● **Set problem**
Convert the entries, starting with the line containing "Reviewer note: every instance of the dirt" and going on through the line containing "pixel 27 414", into a JSON list of strings with one string per line and blank lines omitted. Include only those lines.

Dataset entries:
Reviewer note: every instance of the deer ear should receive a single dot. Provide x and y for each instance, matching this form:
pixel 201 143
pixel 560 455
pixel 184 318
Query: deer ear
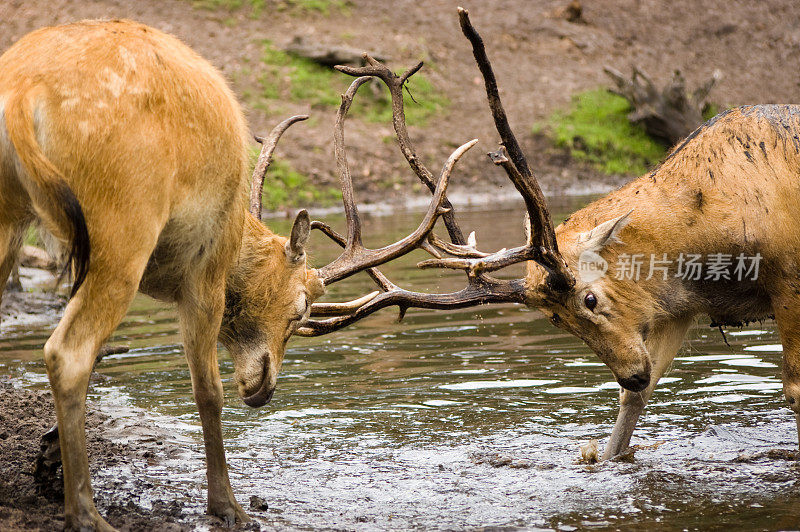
pixel 296 246
pixel 604 234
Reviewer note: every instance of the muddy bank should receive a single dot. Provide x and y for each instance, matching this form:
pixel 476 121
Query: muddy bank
pixel 125 501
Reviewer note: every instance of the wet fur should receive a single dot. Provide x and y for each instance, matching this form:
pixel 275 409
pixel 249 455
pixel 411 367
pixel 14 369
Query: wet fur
pixel 131 150
pixel 733 186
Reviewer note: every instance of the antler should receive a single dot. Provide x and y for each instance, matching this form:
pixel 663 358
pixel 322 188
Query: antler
pixel 541 245
pixel 355 256
pixel 265 159
pixel 395 84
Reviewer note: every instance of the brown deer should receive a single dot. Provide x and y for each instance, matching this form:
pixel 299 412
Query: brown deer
pixel 132 151
pixel 728 195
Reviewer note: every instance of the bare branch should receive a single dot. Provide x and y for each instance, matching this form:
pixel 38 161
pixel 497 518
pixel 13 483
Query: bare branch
pixel 395 85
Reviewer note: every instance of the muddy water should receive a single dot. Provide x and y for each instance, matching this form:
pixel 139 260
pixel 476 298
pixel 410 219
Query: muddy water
pixel 464 419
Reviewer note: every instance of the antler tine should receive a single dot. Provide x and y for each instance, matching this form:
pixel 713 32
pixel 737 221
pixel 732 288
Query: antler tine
pixel 395 84
pixel 356 257
pixel 542 234
pixel 480 290
pixel 265 159
pixel 380 279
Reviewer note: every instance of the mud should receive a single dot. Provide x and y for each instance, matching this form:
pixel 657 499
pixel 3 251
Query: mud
pixel 26 414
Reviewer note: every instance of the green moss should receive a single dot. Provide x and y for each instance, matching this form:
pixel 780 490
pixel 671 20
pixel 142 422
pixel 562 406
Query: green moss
pixel 596 129
pixel 286 187
pixel 259 7
pixel 302 80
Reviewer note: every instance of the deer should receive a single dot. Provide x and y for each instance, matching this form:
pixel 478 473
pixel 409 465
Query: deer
pixel 728 192
pixel 131 151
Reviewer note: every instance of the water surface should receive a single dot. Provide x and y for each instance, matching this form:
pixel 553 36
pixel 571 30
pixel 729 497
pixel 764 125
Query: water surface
pixel 463 419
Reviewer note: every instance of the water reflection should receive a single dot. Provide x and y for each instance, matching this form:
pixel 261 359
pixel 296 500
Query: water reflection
pixel 465 419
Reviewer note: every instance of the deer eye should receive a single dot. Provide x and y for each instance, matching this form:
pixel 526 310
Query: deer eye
pixel 590 300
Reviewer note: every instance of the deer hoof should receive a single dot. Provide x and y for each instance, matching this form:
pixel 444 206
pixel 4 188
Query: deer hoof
pixel 792 393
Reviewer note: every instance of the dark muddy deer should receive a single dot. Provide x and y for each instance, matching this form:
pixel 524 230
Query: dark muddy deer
pixel 621 273
pixel 131 150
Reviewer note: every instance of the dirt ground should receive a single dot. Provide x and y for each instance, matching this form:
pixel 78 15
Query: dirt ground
pixel 540 59
pixel 27 414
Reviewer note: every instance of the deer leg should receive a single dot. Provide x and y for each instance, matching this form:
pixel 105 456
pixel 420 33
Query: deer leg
pixel 787 317
pixel 663 344
pixel 201 317
pixel 10 241
pixel 89 319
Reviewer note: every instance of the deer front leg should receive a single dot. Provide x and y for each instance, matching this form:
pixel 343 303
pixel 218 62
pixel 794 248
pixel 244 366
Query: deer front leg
pixel 787 317
pixel 662 344
pixel 201 318
pixel 90 317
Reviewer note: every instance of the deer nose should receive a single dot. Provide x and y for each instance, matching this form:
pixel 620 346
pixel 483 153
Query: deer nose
pixel 637 382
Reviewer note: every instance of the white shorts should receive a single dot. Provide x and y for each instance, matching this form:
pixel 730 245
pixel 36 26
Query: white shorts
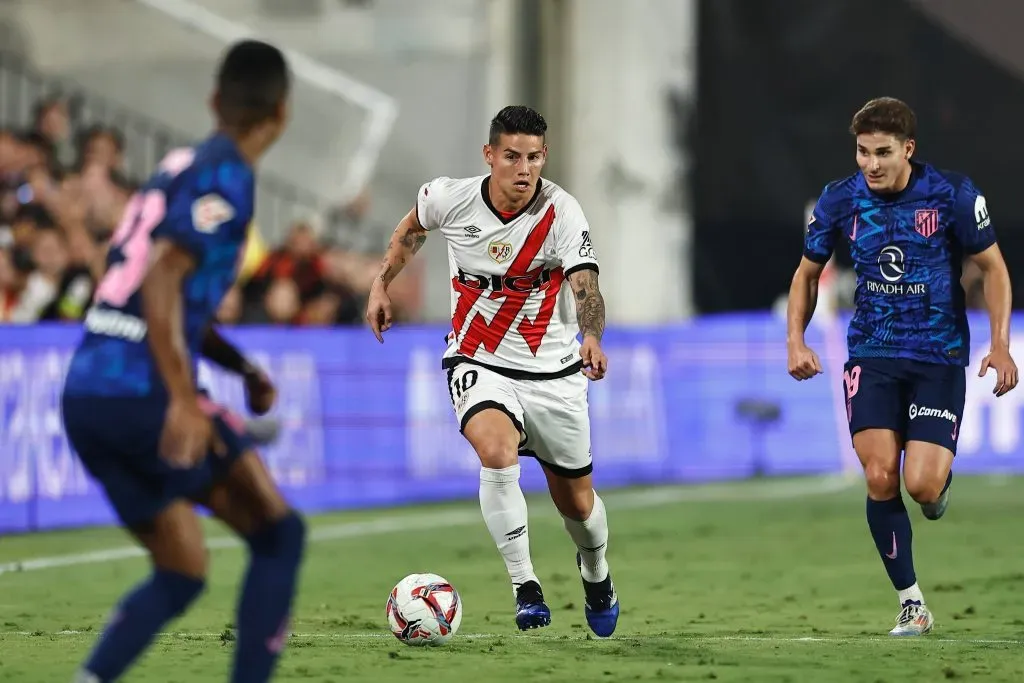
pixel 552 415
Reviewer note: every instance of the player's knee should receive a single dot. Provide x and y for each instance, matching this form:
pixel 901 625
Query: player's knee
pixel 924 488
pixel 577 506
pixel 283 539
pixel 497 454
pixel 572 498
pixel 179 590
pixel 882 478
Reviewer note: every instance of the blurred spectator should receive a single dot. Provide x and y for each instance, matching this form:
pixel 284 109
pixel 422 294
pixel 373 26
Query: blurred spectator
pixel 52 122
pixel 64 191
pixel 102 145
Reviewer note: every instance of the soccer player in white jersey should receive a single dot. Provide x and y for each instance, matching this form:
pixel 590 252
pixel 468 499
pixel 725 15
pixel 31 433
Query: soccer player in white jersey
pixel 517 373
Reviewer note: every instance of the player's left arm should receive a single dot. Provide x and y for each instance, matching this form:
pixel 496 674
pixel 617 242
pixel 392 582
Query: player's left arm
pixel 576 250
pixel 259 388
pixel 976 233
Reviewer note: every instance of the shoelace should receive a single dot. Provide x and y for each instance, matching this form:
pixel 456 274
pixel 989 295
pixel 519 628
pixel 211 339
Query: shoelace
pixel 907 614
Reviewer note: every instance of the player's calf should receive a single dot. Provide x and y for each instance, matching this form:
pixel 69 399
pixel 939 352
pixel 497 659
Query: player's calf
pixel 250 503
pixel 927 475
pixel 174 540
pixel 496 438
pixel 586 520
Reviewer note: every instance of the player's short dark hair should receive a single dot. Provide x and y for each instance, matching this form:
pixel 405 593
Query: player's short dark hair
pixel 517 120
pixel 886 115
pixel 252 82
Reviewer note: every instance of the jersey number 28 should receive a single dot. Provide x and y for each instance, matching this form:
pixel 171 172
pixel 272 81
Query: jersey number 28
pixel 141 216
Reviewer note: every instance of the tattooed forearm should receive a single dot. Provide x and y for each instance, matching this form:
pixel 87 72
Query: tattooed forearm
pixel 407 240
pixel 414 241
pixel 590 303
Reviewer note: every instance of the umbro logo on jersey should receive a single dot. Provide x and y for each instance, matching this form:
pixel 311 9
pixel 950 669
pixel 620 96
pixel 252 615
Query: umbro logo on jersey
pixel 500 251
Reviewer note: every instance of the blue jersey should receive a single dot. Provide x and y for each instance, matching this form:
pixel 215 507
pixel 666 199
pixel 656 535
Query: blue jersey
pixel 201 199
pixel 907 251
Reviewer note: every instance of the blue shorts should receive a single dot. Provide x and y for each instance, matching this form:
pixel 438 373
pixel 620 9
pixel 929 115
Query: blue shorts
pixel 921 401
pixel 118 438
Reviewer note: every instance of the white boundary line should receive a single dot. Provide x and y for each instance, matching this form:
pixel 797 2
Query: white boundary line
pixel 446 518
pixel 677 638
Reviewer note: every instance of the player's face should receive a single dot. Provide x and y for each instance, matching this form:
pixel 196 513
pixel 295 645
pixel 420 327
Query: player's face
pixel 885 161
pixel 516 163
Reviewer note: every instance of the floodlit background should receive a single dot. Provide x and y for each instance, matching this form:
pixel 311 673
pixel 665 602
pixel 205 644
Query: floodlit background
pixel 696 135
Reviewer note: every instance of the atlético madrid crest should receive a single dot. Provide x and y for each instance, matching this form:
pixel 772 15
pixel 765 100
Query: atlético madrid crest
pixel 500 251
pixel 926 221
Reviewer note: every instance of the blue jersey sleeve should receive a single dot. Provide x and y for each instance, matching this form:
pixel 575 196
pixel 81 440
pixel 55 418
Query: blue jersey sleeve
pixel 972 224
pixel 819 238
pixel 209 209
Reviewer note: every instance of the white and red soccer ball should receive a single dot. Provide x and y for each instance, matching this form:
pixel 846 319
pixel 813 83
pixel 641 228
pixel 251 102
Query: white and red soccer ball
pixel 424 609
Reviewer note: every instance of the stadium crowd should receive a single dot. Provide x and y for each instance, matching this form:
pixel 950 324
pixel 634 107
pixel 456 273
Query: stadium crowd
pixel 62 191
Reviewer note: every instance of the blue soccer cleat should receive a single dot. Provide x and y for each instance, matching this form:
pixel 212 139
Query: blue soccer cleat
pixel 601 606
pixel 530 610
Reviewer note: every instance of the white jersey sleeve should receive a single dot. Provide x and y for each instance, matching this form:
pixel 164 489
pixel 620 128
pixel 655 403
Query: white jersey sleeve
pixel 572 243
pixel 434 202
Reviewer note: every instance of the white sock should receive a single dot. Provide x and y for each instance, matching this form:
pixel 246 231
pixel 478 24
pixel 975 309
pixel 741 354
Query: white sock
pixel 504 509
pixel 591 538
pixel 912 593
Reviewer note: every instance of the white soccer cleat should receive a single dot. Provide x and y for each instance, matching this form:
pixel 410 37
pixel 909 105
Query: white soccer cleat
pixel 938 508
pixel 914 620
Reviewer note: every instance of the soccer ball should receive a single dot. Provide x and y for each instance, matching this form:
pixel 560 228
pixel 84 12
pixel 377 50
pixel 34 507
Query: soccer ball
pixel 424 609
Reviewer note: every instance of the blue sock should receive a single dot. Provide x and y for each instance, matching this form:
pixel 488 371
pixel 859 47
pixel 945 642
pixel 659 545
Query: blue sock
pixel 890 526
pixel 266 598
pixel 949 480
pixel 138 619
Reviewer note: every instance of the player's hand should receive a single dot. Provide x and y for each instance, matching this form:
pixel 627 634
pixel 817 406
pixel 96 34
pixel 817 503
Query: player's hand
pixel 804 363
pixel 260 392
pixel 595 364
pixel 379 311
pixel 1006 370
pixel 188 434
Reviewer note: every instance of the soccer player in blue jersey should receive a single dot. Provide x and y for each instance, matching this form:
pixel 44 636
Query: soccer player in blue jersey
pixel 909 226
pixel 131 407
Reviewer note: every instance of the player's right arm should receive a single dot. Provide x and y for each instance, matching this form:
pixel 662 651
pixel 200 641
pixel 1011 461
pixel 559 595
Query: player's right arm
pixel 196 224
pixel 407 240
pixel 187 433
pixel 818 245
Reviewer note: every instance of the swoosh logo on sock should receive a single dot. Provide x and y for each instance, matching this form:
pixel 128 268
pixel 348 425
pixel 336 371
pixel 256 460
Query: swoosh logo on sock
pixel 892 555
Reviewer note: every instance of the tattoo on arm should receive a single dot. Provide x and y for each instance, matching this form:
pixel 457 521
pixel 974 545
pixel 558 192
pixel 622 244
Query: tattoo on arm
pixel 413 240
pixel 408 240
pixel 590 303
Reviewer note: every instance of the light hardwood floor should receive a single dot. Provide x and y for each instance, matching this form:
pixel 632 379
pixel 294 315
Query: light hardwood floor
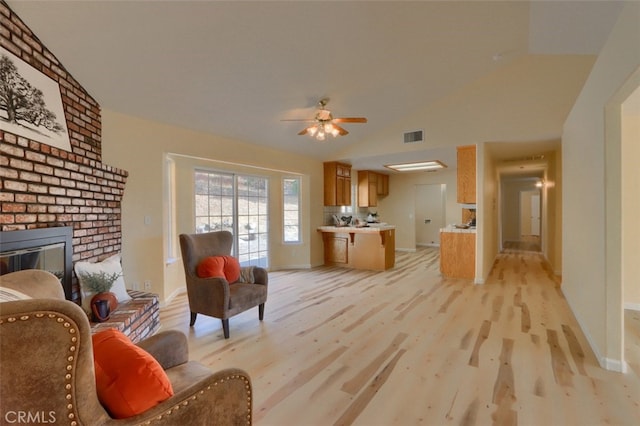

● **Solution to this problem**
[
  "Reviewer note: every instance of the dirt ground should receive a single dot. Provide x and y for each instance, matching this form:",
  "pixel 78 15",
  "Query: dirt ground",
  "pixel 540 59",
  "pixel 27 414"
]